_Direction_
Extract exactly the range of lines bounded by the line containing "One marker serves each instance of the yellow foliage" and the final line of the listing, both ends included, and no other lines.

(A block of data)
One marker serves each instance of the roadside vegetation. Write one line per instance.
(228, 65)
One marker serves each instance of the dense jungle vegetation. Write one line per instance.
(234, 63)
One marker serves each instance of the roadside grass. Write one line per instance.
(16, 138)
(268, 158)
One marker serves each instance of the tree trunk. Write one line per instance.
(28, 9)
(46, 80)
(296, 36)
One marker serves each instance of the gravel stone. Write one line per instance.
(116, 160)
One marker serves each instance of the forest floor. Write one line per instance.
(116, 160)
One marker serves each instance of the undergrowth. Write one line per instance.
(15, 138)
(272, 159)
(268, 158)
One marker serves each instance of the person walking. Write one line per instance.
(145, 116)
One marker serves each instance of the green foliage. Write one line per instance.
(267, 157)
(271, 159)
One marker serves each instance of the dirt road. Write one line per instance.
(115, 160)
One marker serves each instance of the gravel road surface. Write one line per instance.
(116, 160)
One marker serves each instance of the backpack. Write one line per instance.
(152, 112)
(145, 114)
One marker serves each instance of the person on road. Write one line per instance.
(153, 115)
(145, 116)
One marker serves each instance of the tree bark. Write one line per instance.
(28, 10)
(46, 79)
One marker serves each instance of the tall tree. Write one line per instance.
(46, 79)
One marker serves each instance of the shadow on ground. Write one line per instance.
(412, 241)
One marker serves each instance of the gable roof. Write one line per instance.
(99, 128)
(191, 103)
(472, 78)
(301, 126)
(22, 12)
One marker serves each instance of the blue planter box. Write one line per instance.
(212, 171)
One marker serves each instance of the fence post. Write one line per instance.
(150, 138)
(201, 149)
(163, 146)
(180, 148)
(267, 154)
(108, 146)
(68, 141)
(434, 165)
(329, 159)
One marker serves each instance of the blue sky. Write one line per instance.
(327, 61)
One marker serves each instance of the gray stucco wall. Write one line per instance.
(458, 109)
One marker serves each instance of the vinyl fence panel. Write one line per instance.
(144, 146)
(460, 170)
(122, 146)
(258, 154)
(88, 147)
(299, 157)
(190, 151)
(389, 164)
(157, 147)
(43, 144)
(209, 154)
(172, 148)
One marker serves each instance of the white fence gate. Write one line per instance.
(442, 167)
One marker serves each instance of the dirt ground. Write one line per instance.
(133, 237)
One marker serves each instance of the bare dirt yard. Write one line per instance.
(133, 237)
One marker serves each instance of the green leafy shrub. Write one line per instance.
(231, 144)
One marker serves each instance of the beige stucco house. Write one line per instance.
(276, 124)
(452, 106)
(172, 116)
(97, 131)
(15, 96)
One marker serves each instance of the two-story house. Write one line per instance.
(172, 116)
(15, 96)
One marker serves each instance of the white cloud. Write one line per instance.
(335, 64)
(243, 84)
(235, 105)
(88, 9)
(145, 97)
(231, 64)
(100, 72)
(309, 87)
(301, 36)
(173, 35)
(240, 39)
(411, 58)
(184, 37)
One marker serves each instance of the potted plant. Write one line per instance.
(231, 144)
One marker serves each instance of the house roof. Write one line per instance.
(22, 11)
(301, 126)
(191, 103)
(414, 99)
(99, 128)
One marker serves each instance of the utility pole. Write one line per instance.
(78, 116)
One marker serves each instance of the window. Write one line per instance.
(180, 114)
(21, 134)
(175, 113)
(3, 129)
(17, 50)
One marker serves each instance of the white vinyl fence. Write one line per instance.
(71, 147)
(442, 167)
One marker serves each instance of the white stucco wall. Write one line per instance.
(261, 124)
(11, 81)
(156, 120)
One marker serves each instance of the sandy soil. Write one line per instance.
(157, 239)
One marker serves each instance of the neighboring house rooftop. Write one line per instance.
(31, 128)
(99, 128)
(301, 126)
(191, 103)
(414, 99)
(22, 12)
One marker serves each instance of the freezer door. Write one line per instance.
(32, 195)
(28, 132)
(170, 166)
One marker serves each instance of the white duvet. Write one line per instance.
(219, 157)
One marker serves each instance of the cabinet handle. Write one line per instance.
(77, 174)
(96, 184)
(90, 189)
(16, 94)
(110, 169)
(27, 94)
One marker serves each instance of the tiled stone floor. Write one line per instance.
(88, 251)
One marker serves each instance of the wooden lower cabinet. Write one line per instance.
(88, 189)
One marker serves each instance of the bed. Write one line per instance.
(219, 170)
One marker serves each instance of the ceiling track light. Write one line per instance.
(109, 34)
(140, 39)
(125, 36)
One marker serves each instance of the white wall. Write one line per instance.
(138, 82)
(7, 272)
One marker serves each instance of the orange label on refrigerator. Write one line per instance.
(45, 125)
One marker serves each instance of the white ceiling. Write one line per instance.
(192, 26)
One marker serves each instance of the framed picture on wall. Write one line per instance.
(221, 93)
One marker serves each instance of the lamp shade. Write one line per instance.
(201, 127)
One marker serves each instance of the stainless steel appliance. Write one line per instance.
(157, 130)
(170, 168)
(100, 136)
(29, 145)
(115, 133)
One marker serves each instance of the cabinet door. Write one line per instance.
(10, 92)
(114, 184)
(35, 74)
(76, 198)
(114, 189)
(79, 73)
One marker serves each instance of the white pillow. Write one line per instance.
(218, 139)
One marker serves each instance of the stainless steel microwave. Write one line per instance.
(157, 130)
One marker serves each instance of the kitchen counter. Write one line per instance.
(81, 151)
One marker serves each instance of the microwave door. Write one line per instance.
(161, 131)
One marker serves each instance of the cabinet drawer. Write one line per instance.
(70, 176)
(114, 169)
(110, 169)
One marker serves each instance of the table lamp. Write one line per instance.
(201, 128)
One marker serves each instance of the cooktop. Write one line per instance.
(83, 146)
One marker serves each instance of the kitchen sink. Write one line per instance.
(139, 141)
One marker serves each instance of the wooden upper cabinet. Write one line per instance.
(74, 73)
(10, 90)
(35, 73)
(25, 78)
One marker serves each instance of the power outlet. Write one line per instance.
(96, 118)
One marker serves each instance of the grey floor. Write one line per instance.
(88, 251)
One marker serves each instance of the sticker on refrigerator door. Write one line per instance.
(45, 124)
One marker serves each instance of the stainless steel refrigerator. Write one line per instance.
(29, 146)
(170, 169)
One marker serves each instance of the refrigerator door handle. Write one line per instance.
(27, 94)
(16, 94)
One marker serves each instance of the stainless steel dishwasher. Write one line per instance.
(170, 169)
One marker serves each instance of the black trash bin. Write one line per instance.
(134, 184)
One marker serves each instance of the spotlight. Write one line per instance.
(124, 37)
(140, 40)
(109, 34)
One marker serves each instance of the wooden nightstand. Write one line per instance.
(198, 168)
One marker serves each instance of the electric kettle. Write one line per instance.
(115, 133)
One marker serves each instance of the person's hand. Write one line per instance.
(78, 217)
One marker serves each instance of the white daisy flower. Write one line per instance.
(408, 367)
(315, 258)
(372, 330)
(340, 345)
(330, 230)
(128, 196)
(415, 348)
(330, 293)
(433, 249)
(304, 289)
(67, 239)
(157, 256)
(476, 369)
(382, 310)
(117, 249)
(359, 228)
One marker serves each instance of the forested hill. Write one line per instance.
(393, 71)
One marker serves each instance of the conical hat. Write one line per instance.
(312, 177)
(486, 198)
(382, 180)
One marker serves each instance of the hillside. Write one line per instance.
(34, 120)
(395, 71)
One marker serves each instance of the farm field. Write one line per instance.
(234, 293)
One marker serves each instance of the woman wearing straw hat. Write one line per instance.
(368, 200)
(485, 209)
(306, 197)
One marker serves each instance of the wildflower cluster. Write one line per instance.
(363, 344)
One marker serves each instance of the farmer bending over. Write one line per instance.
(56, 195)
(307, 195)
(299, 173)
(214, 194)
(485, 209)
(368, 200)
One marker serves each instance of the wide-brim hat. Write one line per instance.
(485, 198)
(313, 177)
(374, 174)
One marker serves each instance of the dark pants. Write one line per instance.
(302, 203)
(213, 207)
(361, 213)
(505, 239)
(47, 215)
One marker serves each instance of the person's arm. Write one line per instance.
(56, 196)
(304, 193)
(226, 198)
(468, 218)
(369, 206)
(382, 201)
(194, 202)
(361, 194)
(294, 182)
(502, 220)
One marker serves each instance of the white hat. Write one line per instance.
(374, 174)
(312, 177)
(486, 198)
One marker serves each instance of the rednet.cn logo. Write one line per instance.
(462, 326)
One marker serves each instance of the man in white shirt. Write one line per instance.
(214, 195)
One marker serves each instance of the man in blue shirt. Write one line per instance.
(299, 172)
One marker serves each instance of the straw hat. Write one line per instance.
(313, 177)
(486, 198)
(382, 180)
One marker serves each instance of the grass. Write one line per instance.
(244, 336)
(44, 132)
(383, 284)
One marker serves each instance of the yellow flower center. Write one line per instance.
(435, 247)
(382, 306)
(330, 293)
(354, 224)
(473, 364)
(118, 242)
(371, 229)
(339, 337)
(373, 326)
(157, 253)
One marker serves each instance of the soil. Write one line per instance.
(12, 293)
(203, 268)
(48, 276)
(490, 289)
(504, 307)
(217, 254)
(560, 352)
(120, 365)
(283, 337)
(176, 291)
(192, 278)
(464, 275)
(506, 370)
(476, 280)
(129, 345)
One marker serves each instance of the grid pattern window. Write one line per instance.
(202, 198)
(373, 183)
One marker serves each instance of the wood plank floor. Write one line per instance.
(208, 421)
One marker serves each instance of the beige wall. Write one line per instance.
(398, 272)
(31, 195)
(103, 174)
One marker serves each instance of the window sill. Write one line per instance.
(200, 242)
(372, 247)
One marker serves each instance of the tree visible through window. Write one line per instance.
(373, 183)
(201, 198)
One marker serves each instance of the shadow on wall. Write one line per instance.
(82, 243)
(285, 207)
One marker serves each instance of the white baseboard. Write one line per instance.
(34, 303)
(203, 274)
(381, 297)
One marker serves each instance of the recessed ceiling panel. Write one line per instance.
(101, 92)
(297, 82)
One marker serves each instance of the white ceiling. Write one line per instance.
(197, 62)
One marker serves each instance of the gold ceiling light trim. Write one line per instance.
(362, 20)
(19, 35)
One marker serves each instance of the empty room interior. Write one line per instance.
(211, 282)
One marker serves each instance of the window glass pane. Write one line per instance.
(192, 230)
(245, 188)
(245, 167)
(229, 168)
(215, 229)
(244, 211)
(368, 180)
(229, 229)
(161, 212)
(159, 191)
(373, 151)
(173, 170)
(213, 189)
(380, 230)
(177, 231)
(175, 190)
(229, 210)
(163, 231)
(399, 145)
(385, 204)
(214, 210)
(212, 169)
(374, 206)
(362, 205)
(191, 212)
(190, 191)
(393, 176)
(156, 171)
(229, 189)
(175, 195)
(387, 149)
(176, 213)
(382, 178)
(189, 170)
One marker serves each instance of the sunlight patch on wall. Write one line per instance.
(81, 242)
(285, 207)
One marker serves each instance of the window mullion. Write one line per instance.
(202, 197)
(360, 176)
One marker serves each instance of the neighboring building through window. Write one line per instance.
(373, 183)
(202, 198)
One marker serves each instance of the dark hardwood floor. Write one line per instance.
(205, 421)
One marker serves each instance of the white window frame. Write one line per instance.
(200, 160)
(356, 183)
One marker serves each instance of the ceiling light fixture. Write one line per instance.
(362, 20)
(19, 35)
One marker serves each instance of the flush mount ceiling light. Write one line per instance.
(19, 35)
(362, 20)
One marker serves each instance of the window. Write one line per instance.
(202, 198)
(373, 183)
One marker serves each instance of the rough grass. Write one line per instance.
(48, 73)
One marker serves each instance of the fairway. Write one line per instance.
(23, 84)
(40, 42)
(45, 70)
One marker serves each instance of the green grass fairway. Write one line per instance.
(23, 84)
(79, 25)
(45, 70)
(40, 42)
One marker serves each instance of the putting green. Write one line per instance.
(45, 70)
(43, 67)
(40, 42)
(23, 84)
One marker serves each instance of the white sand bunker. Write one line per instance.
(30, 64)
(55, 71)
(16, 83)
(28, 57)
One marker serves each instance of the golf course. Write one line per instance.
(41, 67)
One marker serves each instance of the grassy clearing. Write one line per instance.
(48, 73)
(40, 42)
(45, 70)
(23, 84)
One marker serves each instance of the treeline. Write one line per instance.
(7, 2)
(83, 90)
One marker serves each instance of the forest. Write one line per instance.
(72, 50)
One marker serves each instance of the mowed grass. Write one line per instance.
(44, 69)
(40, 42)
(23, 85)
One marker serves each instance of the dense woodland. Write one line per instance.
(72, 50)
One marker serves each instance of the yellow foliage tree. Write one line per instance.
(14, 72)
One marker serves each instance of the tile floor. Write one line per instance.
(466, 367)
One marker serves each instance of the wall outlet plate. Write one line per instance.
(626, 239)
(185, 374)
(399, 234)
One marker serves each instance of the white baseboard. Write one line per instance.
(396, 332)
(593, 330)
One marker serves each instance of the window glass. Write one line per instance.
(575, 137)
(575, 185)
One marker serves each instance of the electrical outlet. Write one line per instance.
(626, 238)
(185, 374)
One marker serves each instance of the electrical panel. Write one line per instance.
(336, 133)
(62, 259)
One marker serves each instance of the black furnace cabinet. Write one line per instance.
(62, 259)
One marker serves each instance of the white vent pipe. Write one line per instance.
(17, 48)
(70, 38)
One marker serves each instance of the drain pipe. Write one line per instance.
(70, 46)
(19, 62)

_Answer to this task_
One marker serves each instance of the yellow foliage tree. Write one line per instance.
(14, 72)
One marker serves each instance of the tile floor. Write one line per instance.
(466, 367)
One marker serves each instance of the wall outlet plate. Write one line per instance.
(626, 239)
(185, 374)
(399, 234)
One marker serves each instance of the white baseboard. Write one line per instance.
(396, 332)
(593, 330)
One marker serves each instance of the window glass. Write one line per instance.
(575, 137)
(575, 185)
One marker serves each instance of the electrical outlet. Write one line per instance.
(626, 238)
(185, 374)
One marker serves each instance of the electrical panel. Write one line per instance.
(336, 133)
(62, 259)
One marker serves each instance of the black furnace cabinet. Write one line per instance.
(62, 259)
One marker serves each instance of the white vent pipe. Write one line per instance.
(17, 48)
(70, 38)
One marker serves each instance of the drain pipe. Write one line per instance.
(70, 46)
(19, 62)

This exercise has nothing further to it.